======== RECORDS SHOWN

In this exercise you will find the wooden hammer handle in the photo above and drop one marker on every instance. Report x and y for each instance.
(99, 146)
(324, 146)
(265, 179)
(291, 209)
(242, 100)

================

■ TASK DIRECTIONS ■
Reproduce each of the items above verbatim, without altering any wording or punctuation.

■ WRITTEN REPLY ■
In this exercise you will find the wooden hammer handle in the photo above and drop one marker on every instance. Report x and y for each instance.
(99, 146)
(324, 146)
(265, 179)
(291, 209)
(242, 100)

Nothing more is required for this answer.